= GOAL =
Rewrite everything from the line containing "Where can the asphalt" down to the end of the lines, swapping "Mark each instance" for "Mark every instance" and keeping everything else the same. Leave the pictures out of your answer.

# # # # # # #

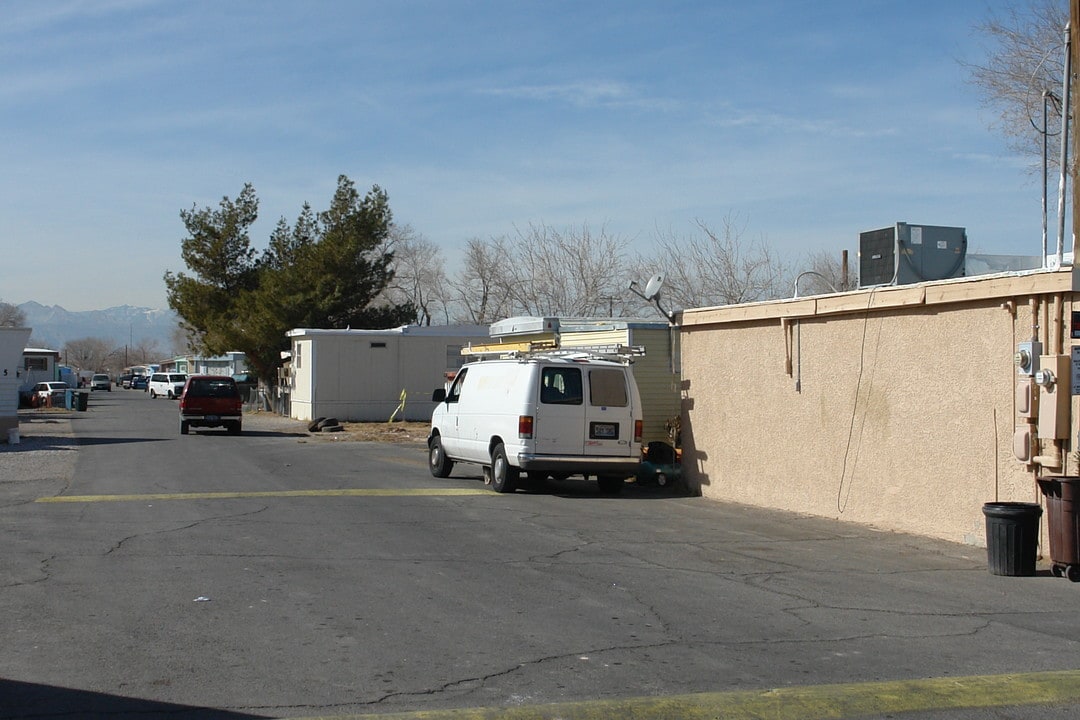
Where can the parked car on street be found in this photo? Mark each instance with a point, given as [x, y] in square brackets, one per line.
[211, 401]
[170, 384]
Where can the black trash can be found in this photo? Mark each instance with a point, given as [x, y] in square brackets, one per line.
[1012, 538]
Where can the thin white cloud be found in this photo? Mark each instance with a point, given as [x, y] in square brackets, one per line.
[580, 94]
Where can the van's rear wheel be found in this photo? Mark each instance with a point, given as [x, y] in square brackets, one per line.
[610, 485]
[503, 475]
[437, 462]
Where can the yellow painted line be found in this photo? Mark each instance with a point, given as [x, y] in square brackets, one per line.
[833, 702]
[374, 492]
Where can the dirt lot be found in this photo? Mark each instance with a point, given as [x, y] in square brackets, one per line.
[379, 432]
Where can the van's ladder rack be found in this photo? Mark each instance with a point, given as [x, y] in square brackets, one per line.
[617, 352]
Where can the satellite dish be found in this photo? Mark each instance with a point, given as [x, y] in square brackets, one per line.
[652, 287]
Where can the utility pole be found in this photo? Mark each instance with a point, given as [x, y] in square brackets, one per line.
[1068, 104]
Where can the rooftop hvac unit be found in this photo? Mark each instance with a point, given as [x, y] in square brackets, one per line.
[906, 254]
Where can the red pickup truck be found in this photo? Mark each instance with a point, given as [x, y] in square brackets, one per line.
[211, 401]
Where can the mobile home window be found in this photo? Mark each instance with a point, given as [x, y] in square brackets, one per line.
[607, 388]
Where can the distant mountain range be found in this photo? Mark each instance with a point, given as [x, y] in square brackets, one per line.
[53, 326]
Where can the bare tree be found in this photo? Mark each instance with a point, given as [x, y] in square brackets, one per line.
[715, 268]
[181, 341]
[145, 353]
[481, 291]
[11, 315]
[543, 271]
[419, 277]
[576, 272]
[1024, 67]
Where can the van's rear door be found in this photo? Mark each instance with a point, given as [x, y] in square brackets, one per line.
[609, 412]
[559, 426]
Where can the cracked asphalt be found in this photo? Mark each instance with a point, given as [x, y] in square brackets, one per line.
[275, 575]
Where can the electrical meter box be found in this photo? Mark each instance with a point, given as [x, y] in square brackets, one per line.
[906, 254]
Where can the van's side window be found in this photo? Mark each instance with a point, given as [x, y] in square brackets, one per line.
[561, 385]
[607, 388]
[455, 393]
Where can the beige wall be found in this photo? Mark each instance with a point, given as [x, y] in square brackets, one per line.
[903, 416]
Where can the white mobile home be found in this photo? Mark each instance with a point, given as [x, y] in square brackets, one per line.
[657, 372]
[12, 341]
[367, 375]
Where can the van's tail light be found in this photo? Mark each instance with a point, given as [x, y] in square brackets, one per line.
[525, 426]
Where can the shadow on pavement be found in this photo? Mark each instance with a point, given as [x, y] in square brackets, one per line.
[28, 700]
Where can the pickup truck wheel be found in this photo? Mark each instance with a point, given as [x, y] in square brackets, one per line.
[610, 485]
[503, 475]
[437, 462]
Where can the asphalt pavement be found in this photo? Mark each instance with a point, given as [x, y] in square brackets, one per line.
[280, 574]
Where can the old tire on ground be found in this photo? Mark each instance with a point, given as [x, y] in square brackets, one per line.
[610, 485]
[437, 462]
[503, 475]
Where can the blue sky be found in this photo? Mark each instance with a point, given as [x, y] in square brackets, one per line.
[810, 121]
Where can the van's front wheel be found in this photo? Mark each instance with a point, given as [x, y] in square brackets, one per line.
[437, 462]
[503, 475]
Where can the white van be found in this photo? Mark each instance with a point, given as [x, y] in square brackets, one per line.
[170, 384]
[547, 416]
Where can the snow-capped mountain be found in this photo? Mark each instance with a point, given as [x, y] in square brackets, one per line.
[124, 325]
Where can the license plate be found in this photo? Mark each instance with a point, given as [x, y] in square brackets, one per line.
[606, 431]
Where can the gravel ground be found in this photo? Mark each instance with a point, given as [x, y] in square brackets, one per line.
[46, 451]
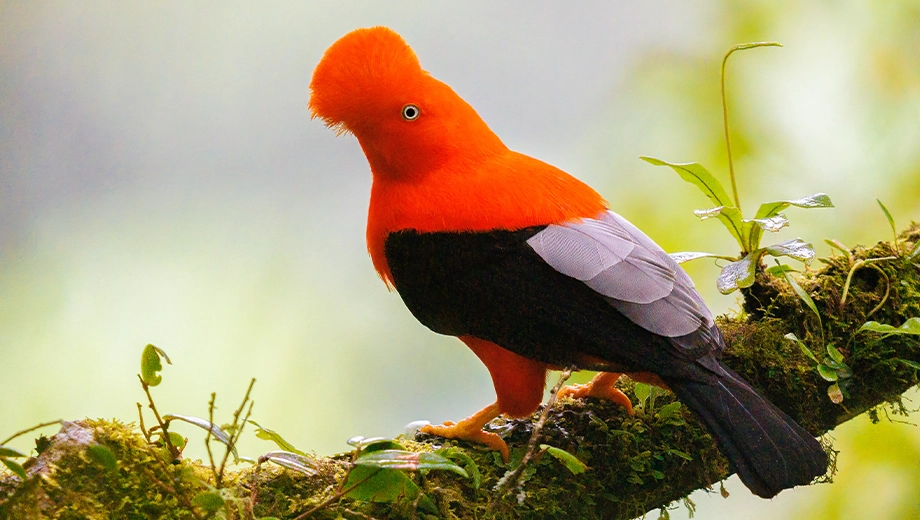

# # # # # # #

= PROBLEM SOLUTION =
Where can the asphalt pavement be found in this photo? Mark every instance with a point, given as [x, y] in square brackets, one per line.
[280, 574]
Where can the old tire on ground be found in this photo? Mark every instance with a point, given as [x, y] in square brackets, one per line.
[610, 485]
[437, 462]
[503, 475]
Where can the blue sky be found in this photo? Mark every instance with a point, given as [x, y] in square brackets, one per line.
[810, 121]
Where can the van's front wheel be found in this photo? Mark every instance with a point, given as [x, y] in square brackets, one per line.
[437, 462]
[503, 475]
Where can the white van be found in this photo? Mark every instance with a point, given as [x, y] in square brackets, one per line.
[170, 384]
[547, 416]
Where can the snow-capped mountain be found in this photo? Mark every instance with a point, given as [x, y] in square brackets, one per line.
[124, 325]
Where can the license plate be found in this photo? Mark every instance with a point, given as [x, y] in square brackets, one per line.
[606, 431]
Where can the gravel ground be found in this photo? Mark every instance with a point, given as [x, y] in square brackets, one per line.
[46, 451]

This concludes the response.